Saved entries
----------------------------------------

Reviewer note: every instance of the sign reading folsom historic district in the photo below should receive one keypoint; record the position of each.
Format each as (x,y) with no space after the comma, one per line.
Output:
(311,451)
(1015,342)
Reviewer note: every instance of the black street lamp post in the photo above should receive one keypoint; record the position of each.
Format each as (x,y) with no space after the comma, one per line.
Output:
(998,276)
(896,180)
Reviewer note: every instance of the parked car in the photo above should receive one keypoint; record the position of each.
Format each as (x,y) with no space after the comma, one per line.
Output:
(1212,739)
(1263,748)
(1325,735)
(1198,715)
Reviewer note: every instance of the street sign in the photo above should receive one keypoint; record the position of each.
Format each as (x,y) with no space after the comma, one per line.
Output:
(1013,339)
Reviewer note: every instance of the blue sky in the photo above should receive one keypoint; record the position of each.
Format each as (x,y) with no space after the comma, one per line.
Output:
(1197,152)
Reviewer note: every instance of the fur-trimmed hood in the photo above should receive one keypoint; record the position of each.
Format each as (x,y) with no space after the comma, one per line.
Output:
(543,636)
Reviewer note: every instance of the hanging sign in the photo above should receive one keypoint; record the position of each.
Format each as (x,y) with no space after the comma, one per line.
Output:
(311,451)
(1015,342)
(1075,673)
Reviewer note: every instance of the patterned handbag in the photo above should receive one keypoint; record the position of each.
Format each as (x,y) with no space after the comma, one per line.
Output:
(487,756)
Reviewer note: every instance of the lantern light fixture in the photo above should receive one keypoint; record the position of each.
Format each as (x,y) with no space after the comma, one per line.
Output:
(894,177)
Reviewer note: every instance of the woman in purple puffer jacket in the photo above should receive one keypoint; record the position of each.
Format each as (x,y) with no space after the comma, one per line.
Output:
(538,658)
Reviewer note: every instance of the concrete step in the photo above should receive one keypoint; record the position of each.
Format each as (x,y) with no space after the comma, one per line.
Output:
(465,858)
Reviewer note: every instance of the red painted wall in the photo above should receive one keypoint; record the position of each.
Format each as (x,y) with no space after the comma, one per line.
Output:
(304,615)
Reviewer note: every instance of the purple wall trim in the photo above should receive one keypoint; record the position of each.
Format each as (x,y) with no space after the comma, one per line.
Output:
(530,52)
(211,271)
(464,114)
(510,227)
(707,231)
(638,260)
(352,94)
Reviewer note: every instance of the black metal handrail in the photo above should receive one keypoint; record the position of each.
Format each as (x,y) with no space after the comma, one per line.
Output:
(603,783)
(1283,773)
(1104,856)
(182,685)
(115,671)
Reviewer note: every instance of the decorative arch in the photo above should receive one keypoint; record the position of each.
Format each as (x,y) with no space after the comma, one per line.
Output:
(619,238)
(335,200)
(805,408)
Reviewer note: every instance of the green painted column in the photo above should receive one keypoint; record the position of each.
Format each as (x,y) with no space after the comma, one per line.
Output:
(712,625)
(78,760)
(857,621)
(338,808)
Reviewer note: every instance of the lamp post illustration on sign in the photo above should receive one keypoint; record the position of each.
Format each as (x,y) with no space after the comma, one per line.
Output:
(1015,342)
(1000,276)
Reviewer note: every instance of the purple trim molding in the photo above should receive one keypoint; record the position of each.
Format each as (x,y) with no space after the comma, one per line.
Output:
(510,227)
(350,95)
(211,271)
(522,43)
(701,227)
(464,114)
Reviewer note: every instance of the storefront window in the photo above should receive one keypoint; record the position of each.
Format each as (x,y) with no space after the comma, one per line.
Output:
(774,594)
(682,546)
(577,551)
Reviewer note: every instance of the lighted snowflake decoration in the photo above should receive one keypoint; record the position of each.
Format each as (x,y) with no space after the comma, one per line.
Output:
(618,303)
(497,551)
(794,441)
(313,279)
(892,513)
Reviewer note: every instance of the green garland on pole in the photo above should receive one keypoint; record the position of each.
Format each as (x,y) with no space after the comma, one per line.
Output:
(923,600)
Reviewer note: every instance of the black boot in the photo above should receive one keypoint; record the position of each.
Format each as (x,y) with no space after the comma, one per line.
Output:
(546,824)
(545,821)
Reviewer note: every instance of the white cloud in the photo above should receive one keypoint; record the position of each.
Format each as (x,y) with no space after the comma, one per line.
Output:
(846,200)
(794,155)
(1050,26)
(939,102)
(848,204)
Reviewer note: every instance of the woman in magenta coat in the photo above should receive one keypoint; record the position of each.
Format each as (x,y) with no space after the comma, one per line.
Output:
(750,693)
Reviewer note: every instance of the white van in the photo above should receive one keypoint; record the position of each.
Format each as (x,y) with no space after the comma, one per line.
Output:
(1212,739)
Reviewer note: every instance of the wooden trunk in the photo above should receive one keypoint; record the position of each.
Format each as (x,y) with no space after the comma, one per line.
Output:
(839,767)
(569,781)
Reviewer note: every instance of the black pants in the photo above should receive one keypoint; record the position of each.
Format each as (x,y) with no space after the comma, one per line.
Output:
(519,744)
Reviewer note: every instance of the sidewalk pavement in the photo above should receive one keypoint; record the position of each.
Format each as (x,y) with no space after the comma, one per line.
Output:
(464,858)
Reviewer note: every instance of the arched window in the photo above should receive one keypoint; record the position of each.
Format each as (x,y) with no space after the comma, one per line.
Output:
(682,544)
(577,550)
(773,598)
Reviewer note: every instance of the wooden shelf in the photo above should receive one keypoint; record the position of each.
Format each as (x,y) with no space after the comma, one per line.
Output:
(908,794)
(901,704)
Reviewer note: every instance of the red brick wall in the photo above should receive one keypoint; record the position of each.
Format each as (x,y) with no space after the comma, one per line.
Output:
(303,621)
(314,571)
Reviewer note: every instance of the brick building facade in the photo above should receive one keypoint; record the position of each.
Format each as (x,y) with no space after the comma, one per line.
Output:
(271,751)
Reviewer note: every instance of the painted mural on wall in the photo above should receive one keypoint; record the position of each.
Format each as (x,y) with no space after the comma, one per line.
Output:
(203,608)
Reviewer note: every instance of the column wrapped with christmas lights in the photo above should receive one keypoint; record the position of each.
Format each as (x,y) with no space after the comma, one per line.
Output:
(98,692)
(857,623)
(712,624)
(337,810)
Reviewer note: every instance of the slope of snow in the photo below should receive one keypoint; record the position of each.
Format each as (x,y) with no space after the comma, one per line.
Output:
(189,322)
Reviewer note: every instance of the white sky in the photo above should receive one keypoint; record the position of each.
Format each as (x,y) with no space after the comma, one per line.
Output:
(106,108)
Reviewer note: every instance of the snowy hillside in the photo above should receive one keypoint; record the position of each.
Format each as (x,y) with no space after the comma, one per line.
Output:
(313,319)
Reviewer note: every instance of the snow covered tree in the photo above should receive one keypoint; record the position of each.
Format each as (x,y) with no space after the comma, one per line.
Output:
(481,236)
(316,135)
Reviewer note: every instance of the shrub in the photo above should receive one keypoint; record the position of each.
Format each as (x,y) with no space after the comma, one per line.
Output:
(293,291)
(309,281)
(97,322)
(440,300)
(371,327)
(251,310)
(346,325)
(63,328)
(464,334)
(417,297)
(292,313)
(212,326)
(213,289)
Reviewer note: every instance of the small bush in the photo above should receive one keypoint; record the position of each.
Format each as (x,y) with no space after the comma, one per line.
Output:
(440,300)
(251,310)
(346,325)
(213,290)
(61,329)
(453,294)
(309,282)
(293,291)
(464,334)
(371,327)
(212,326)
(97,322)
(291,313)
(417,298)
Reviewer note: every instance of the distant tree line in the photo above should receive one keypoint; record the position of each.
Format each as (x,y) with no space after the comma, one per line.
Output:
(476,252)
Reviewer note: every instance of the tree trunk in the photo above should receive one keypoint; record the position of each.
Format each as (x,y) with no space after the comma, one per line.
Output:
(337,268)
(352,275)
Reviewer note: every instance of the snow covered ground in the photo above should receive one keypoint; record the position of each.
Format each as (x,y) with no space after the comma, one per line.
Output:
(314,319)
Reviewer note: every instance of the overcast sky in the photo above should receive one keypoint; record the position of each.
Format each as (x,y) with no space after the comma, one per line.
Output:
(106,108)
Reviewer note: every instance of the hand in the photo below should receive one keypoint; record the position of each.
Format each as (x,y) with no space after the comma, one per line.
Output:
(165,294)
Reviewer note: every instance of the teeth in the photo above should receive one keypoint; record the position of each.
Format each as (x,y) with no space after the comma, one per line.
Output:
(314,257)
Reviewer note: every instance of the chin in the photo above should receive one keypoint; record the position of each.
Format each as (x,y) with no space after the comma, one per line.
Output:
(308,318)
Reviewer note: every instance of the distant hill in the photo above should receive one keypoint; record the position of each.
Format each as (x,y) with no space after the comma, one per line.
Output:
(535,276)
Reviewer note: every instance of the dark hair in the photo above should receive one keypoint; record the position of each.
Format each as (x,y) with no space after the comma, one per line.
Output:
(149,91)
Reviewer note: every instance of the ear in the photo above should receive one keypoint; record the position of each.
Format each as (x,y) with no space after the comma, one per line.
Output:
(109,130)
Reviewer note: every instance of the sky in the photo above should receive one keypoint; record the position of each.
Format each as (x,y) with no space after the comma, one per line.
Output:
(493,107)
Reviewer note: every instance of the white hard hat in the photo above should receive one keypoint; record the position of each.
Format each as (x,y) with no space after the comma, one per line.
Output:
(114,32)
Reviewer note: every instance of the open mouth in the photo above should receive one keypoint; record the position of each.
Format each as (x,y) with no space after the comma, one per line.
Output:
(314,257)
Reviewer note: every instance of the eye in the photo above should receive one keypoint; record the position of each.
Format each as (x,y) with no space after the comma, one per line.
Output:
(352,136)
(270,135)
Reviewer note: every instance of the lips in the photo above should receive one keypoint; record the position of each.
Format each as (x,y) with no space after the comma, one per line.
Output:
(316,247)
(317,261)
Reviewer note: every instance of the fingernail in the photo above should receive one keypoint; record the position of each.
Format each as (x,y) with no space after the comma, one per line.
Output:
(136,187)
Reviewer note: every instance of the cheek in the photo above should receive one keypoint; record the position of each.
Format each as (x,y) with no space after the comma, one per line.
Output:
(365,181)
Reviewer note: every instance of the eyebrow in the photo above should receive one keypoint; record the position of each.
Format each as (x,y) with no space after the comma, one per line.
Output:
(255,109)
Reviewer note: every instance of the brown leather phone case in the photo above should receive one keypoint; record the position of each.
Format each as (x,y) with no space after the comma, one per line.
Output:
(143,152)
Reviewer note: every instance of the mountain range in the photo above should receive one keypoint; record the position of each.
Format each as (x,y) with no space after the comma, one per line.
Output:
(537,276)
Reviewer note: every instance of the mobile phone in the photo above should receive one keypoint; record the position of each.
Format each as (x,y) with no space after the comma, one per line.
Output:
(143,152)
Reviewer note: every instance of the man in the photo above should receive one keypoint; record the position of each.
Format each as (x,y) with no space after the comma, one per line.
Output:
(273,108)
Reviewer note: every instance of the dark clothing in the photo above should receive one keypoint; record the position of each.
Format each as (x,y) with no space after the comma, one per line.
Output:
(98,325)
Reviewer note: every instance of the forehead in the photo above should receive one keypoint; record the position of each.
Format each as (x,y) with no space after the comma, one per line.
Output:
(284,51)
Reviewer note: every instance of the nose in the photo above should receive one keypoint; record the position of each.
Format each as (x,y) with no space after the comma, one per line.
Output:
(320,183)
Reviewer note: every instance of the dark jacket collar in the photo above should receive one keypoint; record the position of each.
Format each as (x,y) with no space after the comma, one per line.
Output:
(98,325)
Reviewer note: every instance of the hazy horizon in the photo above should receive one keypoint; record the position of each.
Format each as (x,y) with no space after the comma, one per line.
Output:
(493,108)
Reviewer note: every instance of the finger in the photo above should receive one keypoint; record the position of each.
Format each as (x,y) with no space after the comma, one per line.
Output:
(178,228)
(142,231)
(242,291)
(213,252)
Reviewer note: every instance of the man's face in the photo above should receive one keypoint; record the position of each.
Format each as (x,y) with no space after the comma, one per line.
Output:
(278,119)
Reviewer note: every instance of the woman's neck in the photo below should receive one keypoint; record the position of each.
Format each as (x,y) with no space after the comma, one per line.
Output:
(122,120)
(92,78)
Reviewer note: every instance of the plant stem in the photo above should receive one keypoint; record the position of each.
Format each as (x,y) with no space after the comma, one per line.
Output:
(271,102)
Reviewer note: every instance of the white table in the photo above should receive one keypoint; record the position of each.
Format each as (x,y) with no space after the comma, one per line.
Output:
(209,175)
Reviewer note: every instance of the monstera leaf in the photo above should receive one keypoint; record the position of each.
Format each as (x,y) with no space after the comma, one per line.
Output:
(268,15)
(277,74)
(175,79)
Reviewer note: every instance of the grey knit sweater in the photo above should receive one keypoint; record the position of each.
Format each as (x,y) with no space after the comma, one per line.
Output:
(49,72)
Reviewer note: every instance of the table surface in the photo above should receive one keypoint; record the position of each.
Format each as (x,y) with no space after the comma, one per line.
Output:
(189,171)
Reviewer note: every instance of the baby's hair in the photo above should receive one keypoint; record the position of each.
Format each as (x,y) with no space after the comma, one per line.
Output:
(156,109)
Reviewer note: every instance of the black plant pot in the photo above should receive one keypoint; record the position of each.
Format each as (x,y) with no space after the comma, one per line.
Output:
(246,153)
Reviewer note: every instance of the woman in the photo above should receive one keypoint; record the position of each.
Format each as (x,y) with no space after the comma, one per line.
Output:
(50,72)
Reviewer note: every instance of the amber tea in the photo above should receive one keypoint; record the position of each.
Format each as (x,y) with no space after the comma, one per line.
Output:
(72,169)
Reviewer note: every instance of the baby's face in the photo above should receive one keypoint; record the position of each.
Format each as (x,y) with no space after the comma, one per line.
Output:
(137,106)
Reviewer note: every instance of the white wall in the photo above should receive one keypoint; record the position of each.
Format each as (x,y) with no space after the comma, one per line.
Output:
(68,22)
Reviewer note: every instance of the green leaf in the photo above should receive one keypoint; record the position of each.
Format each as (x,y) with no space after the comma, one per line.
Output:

----------------------------------------

Among the entries above, identify all lines with "column" and copy them.

**Output of the task:**
Reviewer note: every instance of the green painted column in the photo above should receive one keypoint; record the position of each.
Reviewer note: every instance of the column wrapped with christmas lights in the photo above should receive one keypoint; record the position of each.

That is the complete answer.